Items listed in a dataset
Content starts

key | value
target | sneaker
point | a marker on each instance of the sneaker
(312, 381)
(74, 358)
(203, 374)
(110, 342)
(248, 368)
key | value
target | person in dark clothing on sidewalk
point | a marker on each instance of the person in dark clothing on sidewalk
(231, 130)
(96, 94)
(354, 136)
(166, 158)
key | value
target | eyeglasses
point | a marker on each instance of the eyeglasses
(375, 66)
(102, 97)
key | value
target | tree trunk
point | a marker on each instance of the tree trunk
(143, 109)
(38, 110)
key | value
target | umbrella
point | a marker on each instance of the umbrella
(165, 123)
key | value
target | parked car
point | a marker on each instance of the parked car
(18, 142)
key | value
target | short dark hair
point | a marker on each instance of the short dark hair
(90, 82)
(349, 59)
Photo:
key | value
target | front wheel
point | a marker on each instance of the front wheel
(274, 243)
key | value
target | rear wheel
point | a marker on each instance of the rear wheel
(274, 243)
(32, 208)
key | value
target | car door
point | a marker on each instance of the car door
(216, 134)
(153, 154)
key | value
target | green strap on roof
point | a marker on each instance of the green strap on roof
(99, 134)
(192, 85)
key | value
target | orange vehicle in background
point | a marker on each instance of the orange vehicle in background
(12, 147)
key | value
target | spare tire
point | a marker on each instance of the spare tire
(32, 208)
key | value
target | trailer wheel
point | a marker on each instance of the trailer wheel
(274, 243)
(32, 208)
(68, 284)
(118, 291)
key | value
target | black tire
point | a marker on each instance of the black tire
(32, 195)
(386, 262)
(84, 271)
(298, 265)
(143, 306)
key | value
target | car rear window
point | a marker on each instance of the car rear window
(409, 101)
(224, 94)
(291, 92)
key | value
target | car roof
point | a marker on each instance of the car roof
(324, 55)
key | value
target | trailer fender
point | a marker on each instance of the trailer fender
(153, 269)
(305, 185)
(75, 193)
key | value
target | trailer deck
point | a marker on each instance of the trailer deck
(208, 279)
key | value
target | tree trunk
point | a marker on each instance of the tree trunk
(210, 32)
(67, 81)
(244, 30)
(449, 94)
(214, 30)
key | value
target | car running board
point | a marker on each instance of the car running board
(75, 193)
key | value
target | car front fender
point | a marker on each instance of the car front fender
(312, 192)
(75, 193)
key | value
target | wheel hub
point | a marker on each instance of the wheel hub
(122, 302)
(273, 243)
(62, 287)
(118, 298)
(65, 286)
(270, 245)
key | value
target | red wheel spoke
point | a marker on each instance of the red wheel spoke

Content ends

**What needs to be done**
Your answer should consist of the lines above that hold the word "spoke", copied exactly.

**Exercise output**
target | red wheel spoke
point | a marker on each instance of the red wheel spoke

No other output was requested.